> **TRECHO PARA LEITURA**:
"""
Por incrível que pareça, os concertos regulares do órgão da Sé de Mariana que ela e a discípula Josineia Godinho comandam, semanalmente, às sextas (11h30) e domingos (12h15), mantêm-se, há 28 anos, sem apoio ou patrocínio. “Já era para ter uma empresa interessada em associar o seu nome ao evento”, reivindica Elisa. “Até agora, conseguimos só apoios e patrocínios pontuais”, lamenta a organista.

Elisa, entretanto, comemora o fato de a Josineia Godinho já estar contratada como organista oficial da Sé de Mariana, onde além de atividades educativo-culturais (concertos regulares e de formação de plateia), desenvolve também ações litúrgicas, tocando e regendo coro durante as missas.

A música como missão A trajetória de Elisa, além da interpretação elogiada internacionalmente como organista, engloba ainda o acompanhamento técnico do restauro de órgãos – que coloca Minas Gerais como referência – e a divulgação da cultura musical barroca, na formação de público e de novos instrumentistas.
"""
> **TAREFAS DO EXERCÍCIO**:
1 > Reproduza sem alterações a parte do trecho sobre o órgão da Sé de Mariana que começa em "Elisa, entretanto, comemora" e segue até "durante as missas.".
2 > Diga se cada afirmação a seguir está de acordo com o trecho sobre o órgão da Sé de Mariana, respondendo sim ou não e citando literalmente as palavras do texto que decidem a resposta. (a) Os concertos regulares acontecem às sextas e aos domingos. (b) Os concertos contam com o patrocínio fixo de uma empresa. (c) Josineia Godinho foi contratada como organista oficial da Sé de Mariana.

> **DADOS FORNECIDOS**:
"""
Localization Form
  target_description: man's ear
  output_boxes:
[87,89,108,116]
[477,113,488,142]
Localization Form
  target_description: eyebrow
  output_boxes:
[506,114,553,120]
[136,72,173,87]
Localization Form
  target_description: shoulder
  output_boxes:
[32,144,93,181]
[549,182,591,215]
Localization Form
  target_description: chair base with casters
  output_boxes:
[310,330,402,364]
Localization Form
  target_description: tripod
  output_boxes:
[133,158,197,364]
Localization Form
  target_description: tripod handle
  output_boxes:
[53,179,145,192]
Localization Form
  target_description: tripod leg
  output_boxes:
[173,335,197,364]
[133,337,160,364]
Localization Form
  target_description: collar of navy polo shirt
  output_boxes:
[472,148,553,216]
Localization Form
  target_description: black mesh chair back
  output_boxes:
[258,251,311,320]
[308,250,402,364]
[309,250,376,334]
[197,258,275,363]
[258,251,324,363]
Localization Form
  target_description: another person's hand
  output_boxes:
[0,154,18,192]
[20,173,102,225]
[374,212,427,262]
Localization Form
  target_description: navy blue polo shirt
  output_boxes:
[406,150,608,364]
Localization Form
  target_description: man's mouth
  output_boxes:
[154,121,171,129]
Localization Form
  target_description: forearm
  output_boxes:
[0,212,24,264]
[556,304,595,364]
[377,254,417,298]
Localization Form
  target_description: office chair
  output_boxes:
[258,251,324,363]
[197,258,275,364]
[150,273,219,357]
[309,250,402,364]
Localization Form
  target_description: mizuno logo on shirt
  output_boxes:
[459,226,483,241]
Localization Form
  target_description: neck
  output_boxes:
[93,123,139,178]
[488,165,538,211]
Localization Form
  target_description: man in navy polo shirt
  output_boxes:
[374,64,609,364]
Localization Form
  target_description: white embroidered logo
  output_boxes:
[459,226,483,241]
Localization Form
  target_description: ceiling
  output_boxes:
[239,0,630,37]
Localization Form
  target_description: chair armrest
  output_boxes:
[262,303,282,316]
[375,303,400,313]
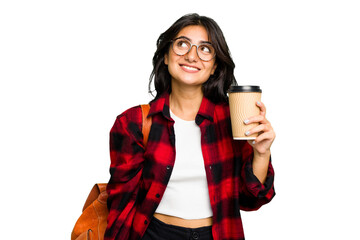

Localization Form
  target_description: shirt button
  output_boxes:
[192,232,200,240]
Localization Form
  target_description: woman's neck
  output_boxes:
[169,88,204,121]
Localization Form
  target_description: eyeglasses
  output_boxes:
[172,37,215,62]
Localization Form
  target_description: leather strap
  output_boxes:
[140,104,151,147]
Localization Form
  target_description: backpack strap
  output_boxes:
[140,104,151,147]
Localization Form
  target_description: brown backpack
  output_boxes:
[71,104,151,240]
"""
"""
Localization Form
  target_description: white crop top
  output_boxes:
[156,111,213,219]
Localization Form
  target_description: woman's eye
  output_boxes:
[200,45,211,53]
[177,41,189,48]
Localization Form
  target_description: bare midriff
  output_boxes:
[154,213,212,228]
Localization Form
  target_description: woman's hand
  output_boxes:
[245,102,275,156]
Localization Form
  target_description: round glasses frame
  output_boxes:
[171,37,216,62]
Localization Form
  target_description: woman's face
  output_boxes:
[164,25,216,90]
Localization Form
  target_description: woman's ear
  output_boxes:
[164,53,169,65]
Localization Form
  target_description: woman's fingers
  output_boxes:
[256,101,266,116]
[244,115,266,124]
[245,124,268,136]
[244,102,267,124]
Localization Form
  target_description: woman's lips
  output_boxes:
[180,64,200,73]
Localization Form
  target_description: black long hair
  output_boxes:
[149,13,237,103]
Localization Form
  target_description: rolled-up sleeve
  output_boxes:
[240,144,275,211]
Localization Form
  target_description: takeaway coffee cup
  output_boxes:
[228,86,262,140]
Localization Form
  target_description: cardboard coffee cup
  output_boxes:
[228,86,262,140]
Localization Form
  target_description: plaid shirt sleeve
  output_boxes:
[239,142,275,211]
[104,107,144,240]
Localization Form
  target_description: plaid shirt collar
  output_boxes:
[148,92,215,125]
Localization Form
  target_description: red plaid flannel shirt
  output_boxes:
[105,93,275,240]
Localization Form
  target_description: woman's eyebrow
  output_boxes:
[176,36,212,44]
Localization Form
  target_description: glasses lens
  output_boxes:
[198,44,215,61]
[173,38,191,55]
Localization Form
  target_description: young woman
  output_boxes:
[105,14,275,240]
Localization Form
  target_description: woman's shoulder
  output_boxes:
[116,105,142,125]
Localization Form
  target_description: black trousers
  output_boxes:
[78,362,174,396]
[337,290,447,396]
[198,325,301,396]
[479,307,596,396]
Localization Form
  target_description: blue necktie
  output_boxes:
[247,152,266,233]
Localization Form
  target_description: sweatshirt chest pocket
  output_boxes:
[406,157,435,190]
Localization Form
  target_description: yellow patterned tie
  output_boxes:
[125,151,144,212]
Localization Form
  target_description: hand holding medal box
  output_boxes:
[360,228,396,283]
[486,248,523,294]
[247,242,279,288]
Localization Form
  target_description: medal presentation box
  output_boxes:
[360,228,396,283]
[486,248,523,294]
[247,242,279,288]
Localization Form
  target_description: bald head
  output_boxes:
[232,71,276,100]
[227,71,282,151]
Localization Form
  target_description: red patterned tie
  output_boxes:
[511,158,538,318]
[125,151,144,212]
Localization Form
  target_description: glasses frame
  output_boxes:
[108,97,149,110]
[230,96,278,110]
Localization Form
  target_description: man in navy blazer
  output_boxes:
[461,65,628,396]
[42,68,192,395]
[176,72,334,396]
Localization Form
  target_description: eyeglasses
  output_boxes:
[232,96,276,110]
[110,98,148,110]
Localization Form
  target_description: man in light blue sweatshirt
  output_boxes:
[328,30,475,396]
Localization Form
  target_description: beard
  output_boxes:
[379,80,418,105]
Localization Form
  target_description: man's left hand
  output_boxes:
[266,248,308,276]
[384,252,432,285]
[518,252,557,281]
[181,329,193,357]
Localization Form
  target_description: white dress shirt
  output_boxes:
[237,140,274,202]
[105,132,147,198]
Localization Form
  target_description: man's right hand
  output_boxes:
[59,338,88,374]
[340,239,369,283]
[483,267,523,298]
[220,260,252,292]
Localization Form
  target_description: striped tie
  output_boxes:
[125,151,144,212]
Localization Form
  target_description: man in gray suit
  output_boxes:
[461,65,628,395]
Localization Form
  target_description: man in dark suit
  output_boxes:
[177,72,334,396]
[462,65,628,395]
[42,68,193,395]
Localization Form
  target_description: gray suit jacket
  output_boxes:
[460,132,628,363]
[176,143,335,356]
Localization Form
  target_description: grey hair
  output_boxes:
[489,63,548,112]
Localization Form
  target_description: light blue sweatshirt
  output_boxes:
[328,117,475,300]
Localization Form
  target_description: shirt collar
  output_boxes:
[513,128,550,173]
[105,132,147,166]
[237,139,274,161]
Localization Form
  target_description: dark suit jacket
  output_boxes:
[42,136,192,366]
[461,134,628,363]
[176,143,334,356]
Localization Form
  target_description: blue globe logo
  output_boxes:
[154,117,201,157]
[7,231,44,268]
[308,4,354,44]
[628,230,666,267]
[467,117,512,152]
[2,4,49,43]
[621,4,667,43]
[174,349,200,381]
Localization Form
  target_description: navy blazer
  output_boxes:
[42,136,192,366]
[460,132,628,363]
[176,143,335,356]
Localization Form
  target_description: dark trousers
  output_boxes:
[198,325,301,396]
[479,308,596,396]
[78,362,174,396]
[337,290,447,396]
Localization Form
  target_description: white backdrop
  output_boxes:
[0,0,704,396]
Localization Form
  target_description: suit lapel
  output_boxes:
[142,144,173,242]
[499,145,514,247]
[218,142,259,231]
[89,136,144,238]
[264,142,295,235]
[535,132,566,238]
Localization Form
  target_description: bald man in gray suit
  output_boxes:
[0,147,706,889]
"""
"""
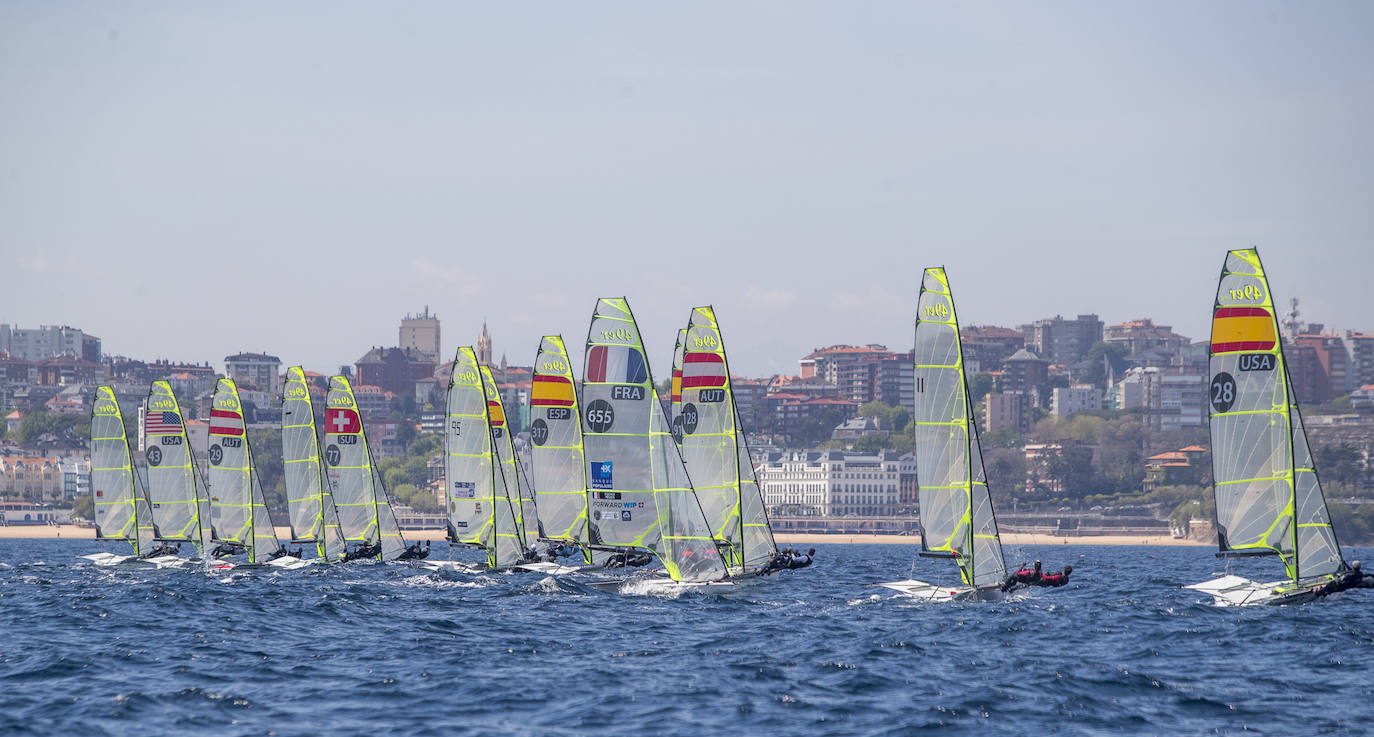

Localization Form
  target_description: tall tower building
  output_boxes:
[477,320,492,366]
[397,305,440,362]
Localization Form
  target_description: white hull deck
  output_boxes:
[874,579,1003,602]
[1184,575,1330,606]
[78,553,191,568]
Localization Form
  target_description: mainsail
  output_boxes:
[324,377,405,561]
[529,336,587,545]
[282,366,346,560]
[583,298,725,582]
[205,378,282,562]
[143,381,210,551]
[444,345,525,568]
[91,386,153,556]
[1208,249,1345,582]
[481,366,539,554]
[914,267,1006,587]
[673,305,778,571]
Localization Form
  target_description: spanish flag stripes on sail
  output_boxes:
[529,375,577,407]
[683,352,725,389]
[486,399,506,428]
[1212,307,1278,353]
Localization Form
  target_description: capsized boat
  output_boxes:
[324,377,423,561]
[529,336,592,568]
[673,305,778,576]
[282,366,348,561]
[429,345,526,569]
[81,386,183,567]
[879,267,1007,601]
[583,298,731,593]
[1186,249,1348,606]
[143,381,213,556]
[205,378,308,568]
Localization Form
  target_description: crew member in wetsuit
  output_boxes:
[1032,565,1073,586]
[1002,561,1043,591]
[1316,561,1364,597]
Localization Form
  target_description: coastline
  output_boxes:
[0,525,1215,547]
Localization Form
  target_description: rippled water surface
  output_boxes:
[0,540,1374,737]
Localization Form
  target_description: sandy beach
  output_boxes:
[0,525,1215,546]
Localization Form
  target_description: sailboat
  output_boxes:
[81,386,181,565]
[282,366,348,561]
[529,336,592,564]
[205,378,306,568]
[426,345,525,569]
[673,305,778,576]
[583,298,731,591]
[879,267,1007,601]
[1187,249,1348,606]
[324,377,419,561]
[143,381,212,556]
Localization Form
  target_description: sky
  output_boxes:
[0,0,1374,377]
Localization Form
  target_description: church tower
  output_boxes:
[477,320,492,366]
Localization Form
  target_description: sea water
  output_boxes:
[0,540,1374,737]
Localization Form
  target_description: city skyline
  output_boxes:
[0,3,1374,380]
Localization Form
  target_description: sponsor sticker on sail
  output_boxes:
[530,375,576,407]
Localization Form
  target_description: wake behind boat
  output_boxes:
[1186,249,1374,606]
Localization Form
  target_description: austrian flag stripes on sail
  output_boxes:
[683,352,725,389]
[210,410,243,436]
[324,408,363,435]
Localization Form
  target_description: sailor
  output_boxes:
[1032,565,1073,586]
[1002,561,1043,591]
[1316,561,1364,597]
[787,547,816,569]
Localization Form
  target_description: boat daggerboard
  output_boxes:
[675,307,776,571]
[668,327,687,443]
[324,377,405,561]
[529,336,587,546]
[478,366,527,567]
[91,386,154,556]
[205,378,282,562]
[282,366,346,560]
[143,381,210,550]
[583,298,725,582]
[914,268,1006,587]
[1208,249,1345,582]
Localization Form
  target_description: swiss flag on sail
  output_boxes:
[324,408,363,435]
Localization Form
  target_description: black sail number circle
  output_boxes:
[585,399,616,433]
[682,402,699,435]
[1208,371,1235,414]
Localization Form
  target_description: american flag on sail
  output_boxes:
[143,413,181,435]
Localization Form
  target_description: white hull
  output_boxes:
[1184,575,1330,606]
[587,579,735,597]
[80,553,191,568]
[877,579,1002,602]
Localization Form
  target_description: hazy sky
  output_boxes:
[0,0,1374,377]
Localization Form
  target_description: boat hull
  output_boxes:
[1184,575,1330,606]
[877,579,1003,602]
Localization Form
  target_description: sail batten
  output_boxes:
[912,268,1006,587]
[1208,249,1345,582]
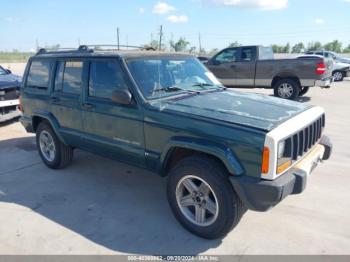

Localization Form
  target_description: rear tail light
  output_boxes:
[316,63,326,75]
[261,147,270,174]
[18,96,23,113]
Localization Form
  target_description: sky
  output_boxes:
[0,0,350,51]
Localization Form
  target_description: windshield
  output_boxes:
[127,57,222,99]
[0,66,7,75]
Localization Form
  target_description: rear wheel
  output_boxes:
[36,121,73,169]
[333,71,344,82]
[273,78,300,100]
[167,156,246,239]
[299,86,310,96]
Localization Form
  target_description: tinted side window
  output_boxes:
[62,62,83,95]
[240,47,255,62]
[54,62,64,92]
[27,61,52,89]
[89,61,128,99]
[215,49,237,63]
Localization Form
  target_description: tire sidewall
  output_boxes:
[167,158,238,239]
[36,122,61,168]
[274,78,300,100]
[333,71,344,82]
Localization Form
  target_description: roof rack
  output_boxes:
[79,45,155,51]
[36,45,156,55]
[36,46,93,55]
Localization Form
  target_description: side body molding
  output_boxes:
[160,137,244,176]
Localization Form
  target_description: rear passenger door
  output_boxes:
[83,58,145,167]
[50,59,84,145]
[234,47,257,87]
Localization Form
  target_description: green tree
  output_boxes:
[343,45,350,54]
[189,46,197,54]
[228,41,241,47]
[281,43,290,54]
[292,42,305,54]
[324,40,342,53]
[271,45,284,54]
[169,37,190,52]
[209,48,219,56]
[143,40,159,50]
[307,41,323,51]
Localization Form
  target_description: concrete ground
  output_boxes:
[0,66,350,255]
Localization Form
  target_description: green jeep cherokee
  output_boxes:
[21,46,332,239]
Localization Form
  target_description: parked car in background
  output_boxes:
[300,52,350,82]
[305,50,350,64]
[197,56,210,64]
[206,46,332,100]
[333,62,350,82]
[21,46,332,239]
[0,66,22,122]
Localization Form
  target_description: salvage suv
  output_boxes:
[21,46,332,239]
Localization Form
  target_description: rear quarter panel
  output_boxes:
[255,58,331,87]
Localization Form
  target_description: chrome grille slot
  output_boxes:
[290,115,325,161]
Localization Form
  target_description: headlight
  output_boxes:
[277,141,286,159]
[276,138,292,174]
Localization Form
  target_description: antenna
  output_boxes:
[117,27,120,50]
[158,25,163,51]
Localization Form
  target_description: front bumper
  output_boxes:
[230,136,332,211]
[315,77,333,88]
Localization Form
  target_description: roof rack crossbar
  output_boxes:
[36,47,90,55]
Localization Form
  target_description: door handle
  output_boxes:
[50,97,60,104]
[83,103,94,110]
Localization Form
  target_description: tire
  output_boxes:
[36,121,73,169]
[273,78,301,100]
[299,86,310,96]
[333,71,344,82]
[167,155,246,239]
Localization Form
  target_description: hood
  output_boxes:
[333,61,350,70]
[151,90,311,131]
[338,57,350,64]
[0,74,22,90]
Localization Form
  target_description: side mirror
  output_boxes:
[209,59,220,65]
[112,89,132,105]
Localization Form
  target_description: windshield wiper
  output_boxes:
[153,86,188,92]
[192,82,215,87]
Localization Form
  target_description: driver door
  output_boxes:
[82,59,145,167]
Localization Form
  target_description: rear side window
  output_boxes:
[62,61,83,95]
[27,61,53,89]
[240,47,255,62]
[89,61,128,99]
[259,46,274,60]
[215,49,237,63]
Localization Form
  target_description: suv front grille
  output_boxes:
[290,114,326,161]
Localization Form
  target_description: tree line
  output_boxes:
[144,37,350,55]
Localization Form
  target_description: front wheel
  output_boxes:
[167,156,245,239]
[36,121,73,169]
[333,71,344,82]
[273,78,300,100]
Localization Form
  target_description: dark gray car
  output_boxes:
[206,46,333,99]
"""
> **RESULTADOS DAS TAREFAS**:
1 >
Elisa, entretanto, comemora o fato de a Josineia Godinho já estar contratada como organista oficial da Sé de Mariana, onde além de atividades educativo-culturais (concertos regulares e de formação de plateia), desenvolve também ações litúrgicas, tocando e regendo coro durante as missas.

2 >
(a) Sim: "semanalmente, às sextas (11h30) e domingos (12h15)".
(b) Não: "mantêm-se, há 28 anos, sem apoio ou patrocínio".
(c) Sim: "já estar contratada como organista oficial da Sé de Mariana".